Consignes:
A) Dans l'extrait sur le trafic d'armes, relevez toutes les catégories de personnel qui composent les forces terrestres déployées le long des frontières.
B) Recopiez sans aucune modification le passage de l'extrait sur le trafic d'armes compris entre «Le phénomène, qui» et «Niger et le Mali.», ces deux bornes incluses.

Extrait du texte:
━━━━━━━━━━
Le choix du trafic est porté sur ce type d’arme parce qu’il peut être utilisé par les terroristes sans formation et sans difficulté de déplacement. Mieux encore, ces armes ne nécessitent pas de compétences particulières pour assurer la maintenance électronique de leurs systèmes. «Les missiles SAM-7 menacent sérieusement l’aviation civile. Ils peuvent atteindre des avions volant de 3500 à 4000 mètres d’altitude. Une sérieuse menace à prendre en compte pour les avions en décollage ou atterrissage dans les aéroports de la région, notamment celui de Zarzaitine à In Amenas», estime-t-on.

Le phénomène, qui inquiète au plus haut point, a fait réagir l’institution militaire algérienne qui a déployé des forces dans les régions frontalières du Sud et du Sud-Est. Composées de fantassins, de gendarmes, de douaniers et de membres des unités spéciales, les forces terrestres ont été renforcées dans les régions situées le long des frontières avec la Libye et le Mali. Quotidiennement, elles sillonnent tous les couloirs du désert empruntés par les terroristes et les contrebandiers. Les responsables militaires sont à l’affût de la moindre information ayant trait à ce genre de trafic. Ils ont pu démanteler plusieurs réseaux de trafiquants et réussi à bloquer 30 corridors secrets, principaux itinéraires d’infiltration empruntés par les trafiquants et les terroristes, dans le cadre d’un plan de sécurité initié conjointement avec le Niger et le Mali.
━━━━━━━━━━
Données extraites:
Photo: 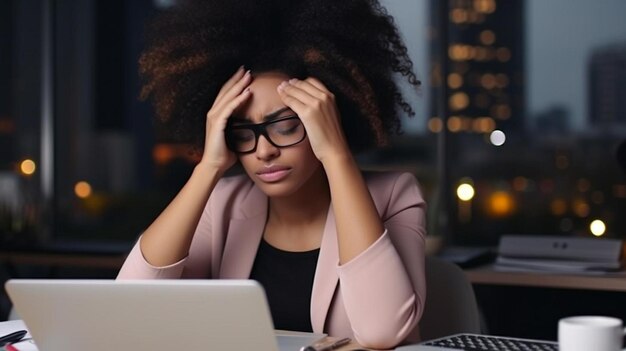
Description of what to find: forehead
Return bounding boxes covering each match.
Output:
[234,72,289,123]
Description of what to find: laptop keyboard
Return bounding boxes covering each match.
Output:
[423,334,559,351]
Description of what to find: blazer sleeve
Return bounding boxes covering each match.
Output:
[117,180,231,279]
[338,173,426,349]
[117,237,187,279]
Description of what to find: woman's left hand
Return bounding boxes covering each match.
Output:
[277,78,350,164]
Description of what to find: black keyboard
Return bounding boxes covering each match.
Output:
[422,334,559,351]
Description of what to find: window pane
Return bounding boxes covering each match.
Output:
[447,0,626,243]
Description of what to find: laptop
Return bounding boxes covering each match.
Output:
[6,279,323,351]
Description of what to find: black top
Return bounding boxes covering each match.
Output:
[250,240,320,332]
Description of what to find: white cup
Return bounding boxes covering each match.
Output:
[559,316,626,351]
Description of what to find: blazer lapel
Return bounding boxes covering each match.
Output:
[311,204,339,333]
[219,186,267,279]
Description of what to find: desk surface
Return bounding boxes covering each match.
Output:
[465,265,626,292]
━━━━━━━━━━
Réponses aux exercices:
A) Fantassins ; gendarmes ; douaniers ; membres des unités spéciales.

B)
Le phénomène, qui inquiète au plus haut point, a fait réagir l’institution militaire algérienne qui a déployé des forces dans les régions frontalières du Sud et du Sud-Est. Composées de fantassins, de gendarmes, de douaniers et de membres des unités spéciales, les forces terrestres ont été renforcées dans les régions situées le long des frontières avec la Libye et le Mali. Quotidiennement, elles sillonnent tous les couloirs du désert empruntés par les terroristes et les contrebandiers. Les responsables militaires sont à l’affût de la moindre information ayant trait à ce genre de trafic. Ils ont pu démanteler plusieurs réseaux de trafiquants et réussi à bloquer 30 corridors secrets, principaux itinéraires d’infiltration empruntés par les trafiquants et les terroristes, dans le cadre d’un plan de sécurité initié conjointement avec le Niger et le Mali.